(Text block)
- - - - - - -

Skip to content

Reproducing Causal Inference: What If on real NHEFS data

This guide is StatsPAI's parity certification for the epidemiology g-methods stack. It reproduces the published estimates from Hernán & Robins, Causal Inference: What If (2020) — the canonical text of modern causal epidemiology — on the real NHEFS data the book itself uses, bundled in sp.datasets.nhefs(). Every number below is checked against (a) the figure printed in the book and (b) an independent base-R / survival / EValue reference run on the same bytes. The machinery lives in tests/orig_parity/06–11_nhefs_*.{py,R} and the pinned tests in tests/external_parity/test_whatif_nhefs.py.

If you are an epidemiologist arriving from SAS, Stata, or R's ipw / gfoRmula / survival, this is the page that shows the same analyses, function for function, in Python — and proves the answers match the book.


The data

sp.datasets.nhefs() ships the genuine, public-domain NHEFS extract (NHANES I Epidemiologic Followup Study; re-packaged from the MIT-licensed causaldata). It is the only real dataset in sp.datasets — the econometrics datasets are calibrated simulations, but NHEFS is the actual book data, so StatsPAI is held to the book's real figures.

import statspai as sp

df = sp.datasets.nhefs()                       # 1629 × 67, real data
weight = sp.datasets.nhefs(complete_case=True) # 1566, non-missing wt82_71
df.attrs["published_ipw_att"]                  # 3.4  (book Program 12.4)

The causal question (Part II): what is the average effect of quitting smoking (qsmk) between 1971 and 1982 on 10-year weight change (wt82_71, kg)? A crude comparison is confounded — quitters are older, heavier, and less healthy at baseline. The book's confounder set, used by every method below, is:

  • categorical: sex, race, education (5 levels), exercise (3), active (3);
  • continuous, with quadratic terms: age, smokeintensity, smokeyrs, wt71.
import pandas as pd

CAT  = ["sex", "race", "education", "exercise", "active"]
CONT = ["age", "smokeintensity", "smokeyrs", "wt71"]

def book_design(df):
    d = df.copy()
    for c in CONT:
        d[f"{c}2"] = d[c] ** 2
    dd = pd.get_dummies(d, columns=CAT, drop_first=True)
    covs = [c for c in dd.columns if any(c.startswith(p + "_") for p in CAT)]
    covs += CONT + [f"{c}2" for c in CONT]
    return dd, [c for c in covs]

The crude, confounded difference is 2.54 kg — exactly the book's §12.2 figure:

d = sp.datasets.nhefs(complete_case=True)
crude = d.loc[d.qsmk == 1, "wt82_71"].mean() - d.loc[d.qsmk == 0, "wt82_71"].mean()
# 2.54  (book §12.2)

Chapter 12 — IP weighting and marginal structural models

Inverse-probability weighting builds a pseudo-population in which qsmk is independent of the measured confounders, then fits a marginal structural model.

- - - - - - -

(Data records)
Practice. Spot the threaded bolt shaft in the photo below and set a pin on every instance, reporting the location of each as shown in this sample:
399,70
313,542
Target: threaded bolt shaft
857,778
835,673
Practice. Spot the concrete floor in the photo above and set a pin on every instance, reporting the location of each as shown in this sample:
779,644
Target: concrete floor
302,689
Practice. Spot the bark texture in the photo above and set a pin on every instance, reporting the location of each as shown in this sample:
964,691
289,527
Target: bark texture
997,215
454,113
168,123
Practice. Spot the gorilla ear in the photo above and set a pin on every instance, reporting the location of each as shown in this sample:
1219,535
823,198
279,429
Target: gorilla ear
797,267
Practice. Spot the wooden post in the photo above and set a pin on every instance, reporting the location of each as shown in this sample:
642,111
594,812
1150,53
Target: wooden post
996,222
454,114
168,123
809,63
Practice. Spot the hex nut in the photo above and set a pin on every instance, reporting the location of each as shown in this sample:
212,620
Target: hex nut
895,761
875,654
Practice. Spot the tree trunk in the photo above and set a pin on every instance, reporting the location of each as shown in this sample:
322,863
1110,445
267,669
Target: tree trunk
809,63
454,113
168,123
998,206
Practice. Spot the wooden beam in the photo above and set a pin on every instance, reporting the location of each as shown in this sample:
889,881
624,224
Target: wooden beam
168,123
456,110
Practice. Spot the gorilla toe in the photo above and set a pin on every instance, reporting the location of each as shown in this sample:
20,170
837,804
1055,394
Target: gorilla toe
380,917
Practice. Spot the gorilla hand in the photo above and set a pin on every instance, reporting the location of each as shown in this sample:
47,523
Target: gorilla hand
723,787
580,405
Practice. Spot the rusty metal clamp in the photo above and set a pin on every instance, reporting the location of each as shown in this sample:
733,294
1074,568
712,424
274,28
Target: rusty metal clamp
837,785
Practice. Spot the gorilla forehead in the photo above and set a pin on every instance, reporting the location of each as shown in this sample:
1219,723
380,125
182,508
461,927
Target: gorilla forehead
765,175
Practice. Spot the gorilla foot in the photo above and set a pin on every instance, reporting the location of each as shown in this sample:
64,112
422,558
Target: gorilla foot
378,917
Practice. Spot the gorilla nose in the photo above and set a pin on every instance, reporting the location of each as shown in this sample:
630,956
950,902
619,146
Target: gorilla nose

- - - - - - -

(List of tasks)
1. Using the NHEFS guide above, say whether each statement agrees with it: (a) the crude difference in weight change is 2.54 kg; (b) the econometrics datasets in sp.datasets are real data; (c) age is treated as a categorical confounder. Answer each with yes or no and quote the deciding words.
2. Reproduce the part of the NHEFS guide from "The crude, confounded" up to and including "marginal structural model.".

(Task results)
1.
(a) Yes: "The crude, confounded difference is 2.54 kg — exactly the book's §12.2 figure"
(b) No: "the econometrics datasets are calibrated simulations"
(c) No: "continuous, with quadratic terms: age, smokeintensity, smokeyrs, wt71."

2.
The crude, confounded difference is 2.54 kg — exactly the book's §12.2 figure:

d = sp.datasets.nhefs(complete_case=True)
crude = d.loc[d.qsmk == 1, "wt82_71"].mean() - d.loc[d.qsmk == 0, "wt82_71"].mean()
# 2.54  (book §12.2)

Chapter 12 — IP weighting and marginal structural models

Inverse-probability weighting builds a pseudo-population in which qsmk is independent of the measured confounders, then fits a marginal structural model.